>> START
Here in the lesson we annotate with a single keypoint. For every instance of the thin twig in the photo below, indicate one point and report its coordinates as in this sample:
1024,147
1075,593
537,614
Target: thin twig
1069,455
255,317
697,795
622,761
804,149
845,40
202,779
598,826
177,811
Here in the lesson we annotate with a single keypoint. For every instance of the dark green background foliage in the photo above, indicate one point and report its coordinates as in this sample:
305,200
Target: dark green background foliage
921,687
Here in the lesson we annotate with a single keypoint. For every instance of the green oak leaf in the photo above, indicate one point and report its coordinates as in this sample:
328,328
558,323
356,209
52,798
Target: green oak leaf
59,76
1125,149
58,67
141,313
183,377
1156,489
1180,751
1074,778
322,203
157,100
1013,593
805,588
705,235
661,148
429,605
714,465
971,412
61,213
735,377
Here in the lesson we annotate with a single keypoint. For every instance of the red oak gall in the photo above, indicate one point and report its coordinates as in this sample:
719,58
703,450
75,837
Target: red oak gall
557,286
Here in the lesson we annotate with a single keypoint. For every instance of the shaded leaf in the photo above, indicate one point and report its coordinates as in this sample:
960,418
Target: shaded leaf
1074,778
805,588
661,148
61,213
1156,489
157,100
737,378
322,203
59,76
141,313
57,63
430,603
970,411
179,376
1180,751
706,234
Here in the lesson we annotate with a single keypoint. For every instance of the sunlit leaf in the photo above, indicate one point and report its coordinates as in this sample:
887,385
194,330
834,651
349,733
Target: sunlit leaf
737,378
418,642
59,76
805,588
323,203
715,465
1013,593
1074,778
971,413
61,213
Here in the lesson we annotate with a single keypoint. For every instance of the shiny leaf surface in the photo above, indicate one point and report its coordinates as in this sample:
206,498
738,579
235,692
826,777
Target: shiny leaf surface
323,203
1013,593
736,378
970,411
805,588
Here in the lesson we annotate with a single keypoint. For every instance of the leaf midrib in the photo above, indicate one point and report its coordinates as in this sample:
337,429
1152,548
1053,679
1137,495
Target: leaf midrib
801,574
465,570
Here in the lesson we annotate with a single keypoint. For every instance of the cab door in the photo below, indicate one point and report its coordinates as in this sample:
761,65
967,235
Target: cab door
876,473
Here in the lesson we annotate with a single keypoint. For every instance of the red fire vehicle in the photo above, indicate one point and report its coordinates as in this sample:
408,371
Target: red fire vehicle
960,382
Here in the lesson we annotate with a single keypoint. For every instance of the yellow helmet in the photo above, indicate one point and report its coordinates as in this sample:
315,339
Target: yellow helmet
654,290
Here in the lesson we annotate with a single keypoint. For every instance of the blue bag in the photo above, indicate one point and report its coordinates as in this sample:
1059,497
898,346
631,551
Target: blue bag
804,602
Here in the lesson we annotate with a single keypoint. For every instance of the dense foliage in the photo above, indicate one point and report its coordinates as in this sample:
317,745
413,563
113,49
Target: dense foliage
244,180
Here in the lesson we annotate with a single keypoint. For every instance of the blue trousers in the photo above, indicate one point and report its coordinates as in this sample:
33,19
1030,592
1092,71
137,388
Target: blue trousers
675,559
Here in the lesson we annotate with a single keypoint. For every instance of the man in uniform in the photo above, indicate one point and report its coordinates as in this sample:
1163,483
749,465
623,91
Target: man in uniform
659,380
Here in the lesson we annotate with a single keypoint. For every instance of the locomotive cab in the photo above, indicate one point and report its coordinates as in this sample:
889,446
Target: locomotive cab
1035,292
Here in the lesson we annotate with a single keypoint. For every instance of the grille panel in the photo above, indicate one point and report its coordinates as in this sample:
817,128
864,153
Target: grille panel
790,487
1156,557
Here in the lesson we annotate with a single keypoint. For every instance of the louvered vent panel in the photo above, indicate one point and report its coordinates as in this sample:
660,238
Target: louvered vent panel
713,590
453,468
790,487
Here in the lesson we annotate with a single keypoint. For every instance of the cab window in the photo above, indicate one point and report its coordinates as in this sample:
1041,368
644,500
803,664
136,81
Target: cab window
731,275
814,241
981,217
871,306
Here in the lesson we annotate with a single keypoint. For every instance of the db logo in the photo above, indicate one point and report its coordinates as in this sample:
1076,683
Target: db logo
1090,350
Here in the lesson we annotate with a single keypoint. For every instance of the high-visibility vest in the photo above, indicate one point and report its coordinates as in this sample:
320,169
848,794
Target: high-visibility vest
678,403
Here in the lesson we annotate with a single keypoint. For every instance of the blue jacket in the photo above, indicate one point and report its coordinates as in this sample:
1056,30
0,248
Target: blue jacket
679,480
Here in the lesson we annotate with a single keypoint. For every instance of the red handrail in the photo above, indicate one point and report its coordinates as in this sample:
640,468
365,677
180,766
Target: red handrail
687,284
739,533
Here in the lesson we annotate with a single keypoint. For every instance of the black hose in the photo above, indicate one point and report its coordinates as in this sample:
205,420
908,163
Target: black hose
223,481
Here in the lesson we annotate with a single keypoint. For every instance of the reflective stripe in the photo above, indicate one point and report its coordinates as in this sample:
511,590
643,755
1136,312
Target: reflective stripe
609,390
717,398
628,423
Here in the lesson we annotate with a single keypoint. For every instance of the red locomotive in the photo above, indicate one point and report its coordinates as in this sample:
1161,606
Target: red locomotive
>> END
**Problem to solve:**
Recast all of the material above as a JSON list of strings, with one string per line and blank lines omitted.

**Answer to the task:**
[
  "Here in the lesson we annotate with a single keypoint. For every instance of the thin twig in the photo below, indicate one point and report its coordinates as in this sample:",
  "1024,147",
  "1075,593",
  "537,614",
  "Target: thin twig",
  "1069,455",
  "255,317",
  "697,795",
  "622,761",
  "804,149",
  "845,40",
  "202,779",
  "598,826",
  "177,811",
  "Here in the lesson we annotate with a single keypoint. For every instance of the dark green background foliage in the photo above, indicate one point and report its coordinates as in this sample:",
  "305,200",
  "Target: dark green background foliage",
  "921,687",
  "Here in the lesson we annotate with a single keypoint. For every instance of the green oak leaf in the photo above, indicate one point and report its coordinates as in this sample:",
  "328,328",
  "558,323",
  "356,209",
  "52,798",
  "Target: green oak leaf",
  "59,76",
  "1125,149",
  "58,67",
  "141,313",
  "183,377",
  "1156,489",
  "1180,751",
  "1074,778",
  "322,203",
  "157,100",
  "1013,593",
  "805,588",
  "705,235",
  "661,148",
  "429,605",
  "714,465",
  "971,412",
  "61,213",
  "735,377",
  "Here in the lesson we annotate with a single keypoint. For every instance of the red oak gall in the photo above, indicate one point and report its coordinates as in this sample:",
  "719,58",
  "703,450",
  "75,837",
  "Target: red oak gall",
  "557,286",
  "Here in the lesson we annotate with a single keypoint. For every instance of the shaded leaf in the photo above, indicate one point and report its coordinates as in this sample:",
  "960,418",
  "Target: shaded leaf",
  "1074,778",
  "805,588",
  "661,148",
  "61,213",
  "1156,489",
  "157,100",
  "737,378",
  "322,203",
  "59,76",
  "141,313",
  "57,63",
  "430,603",
  "970,411",
  "179,376",
  "1180,751",
  "706,234",
  "Here in the lesson we annotate with a single keypoint. For every instance of the sunlit leaf in the photo above, indicate one point and report its coordinates as in this sample:",
  "887,385",
  "194,330",
  "834,651",
  "349,733",
  "Target: sunlit leaf",
  "737,378",
  "418,642",
  "59,76",
  "805,588",
  "323,203",
  "715,465",
  "1013,593",
  "1074,778",
  "971,413",
  "61,213",
  "Here in the lesson we annotate with a single keypoint. For every instance of the shiny leaf surface in the photo above, indicate one point and report its coordinates as in this sample:",
  "206,498",
  "738,579",
  "235,692",
  "826,777",
  "Target: shiny leaf surface",
  "323,203",
  "1013,593",
  "736,378",
  "970,411",
  "805,588",
  "Here in the lesson we annotate with a single keypoint. For every instance of the leaf midrib in the photo above, indicate one point and report its coordinates as in this sample:",
  "337,429",
  "1152,548",
  "1053,679",
  "1137,495",
  "Target: leaf midrib",
  "801,574",
  "465,570",
  "Here in the lesson we annotate with a single keypoint. For every instance of the cab door in the photo below, indicate one point and report its coordinates as in this sample:",
  "761,65",
  "967,235",
  "Target: cab door",
  "876,473",
  "Here in the lesson we annotate with a single keypoint. For every instance of the red fire vehicle in the photo above, indicate one point and report its coordinates as in this sample:",
  "408,371",
  "Target: red fire vehicle",
  "960,382",
  "Here in the lesson we annotate with a single keypoint. For every instance of the yellow helmet in the photo above, indicate one point and report its coordinates as in this sample:",
  "315,339",
  "Target: yellow helmet",
  "654,290",
  "Here in the lesson we annotate with a single keypoint. For every instance of the blue bag in the photo above, indicate one point and report its coordinates as in this sample:",
  "1059,497",
  "898,346",
  "631,551",
  "Target: blue bag",
  "804,602",
  "Here in the lesson we annotate with a single keypoint. For every instance of the dense foliage in the photo above, indicate one point and report its coordinates as in this sample:",
  "317,745",
  "413,563",
  "113,49",
  "Target: dense foliage",
  "244,180",
  "Here in the lesson we annotate with a single keypoint. For every instance of the blue trousers in the photo above, indicate one point and report its coordinates as in this sample:",
  "33,19",
  "1030,592",
  "1092,71",
  "137,388",
  "Target: blue trousers",
  "675,559",
  "Here in the lesson we annotate with a single keypoint. For every instance of the man in uniform in the photo above, indicate one point and report its coordinates as in this sample:",
  "1163,483",
  "749,465",
  "623,91",
  "Target: man in uniform",
  "659,380",
  "Here in the lesson we annotate with a single keypoint. For every instance of the locomotive cab in the photo above, indicate one point and report its coordinates as in this sample:",
  "889,446",
  "Target: locomotive cab",
  "1035,292",
  "Here in the lesson we annotate with a single keypoint. For every instance of the grille panel in the photo above, indicate one point and report its coordinates as in this sample:",
  "817,128",
  "864,153",
  "Target: grille panel",
  "790,487",
  "1156,557",
  "Here in the lesson we annotate with a single keypoint. For every instance of the louvered vent panel in the photo above, indicate one point and report its coordinates as in this sample:",
  "660,238",
  "Target: louvered vent panel",
  "713,590",
  "453,468",
  "790,487",
  "Here in the lesson we annotate with a single keypoint. For every instance of the cab window in the photo above, indicate one point and report its coordinates as in this sample:",
  "1041,368",
  "644,500",
  "803,664",
  "136,81",
  "Target: cab window",
  "731,275",
  "814,241",
  "981,217",
  "871,306",
  "Here in the lesson we annotate with a single keypoint. For every instance of the db logo in the photo above, indicate one point and report its coordinates as in this sample:",
  "1076,683",
  "Target: db logo",
  "1090,350",
  "Here in the lesson we annotate with a single keypoint. For every instance of the high-visibility vest in the photo above, indicate one point and report its coordinates as in this sample:",
  "320,169",
  "848,794",
  "Target: high-visibility vest",
  "678,403",
  "Here in the lesson we annotate with a single keypoint. For every instance of the blue jacket in the photo above, indicate one point and report its coordinates as in this sample:",
  "1056,30",
  "0,248",
  "Target: blue jacket",
  "679,480",
  "Here in the lesson we annotate with a single keypoint. For every instance of the red handrail in the photo above, indicate one point and report its coordinates as in this sample:",
  "640,468",
  "365,677",
  "180,766",
  "Target: red handrail",
  "687,284",
  "739,533",
  "Here in the lesson we annotate with a single keypoint. For every instance of the black hose in the photo above, indicate one point and report its coordinates as in this sample:",
  "205,420",
  "908,163",
  "Target: black hose",
  "223,481",
  "Here in the lesson we annotate with a single keypoint. For every instance of the reflective stripe in the photo above, indicate one point and report its coordinates as in this sample:",
  "511,590",
  "643,755",
  "1136,312",
  "Target: reflective stripe",
  "609,390",
  "717,398",
  "628,423",
  "Here in the lesson we annotate with a single keypoint. For every instance of the red locomotive in the photo above, indicate one point and report its coordinates as in this sample:",
  "1161,606",
  "Target: red locomotive"
]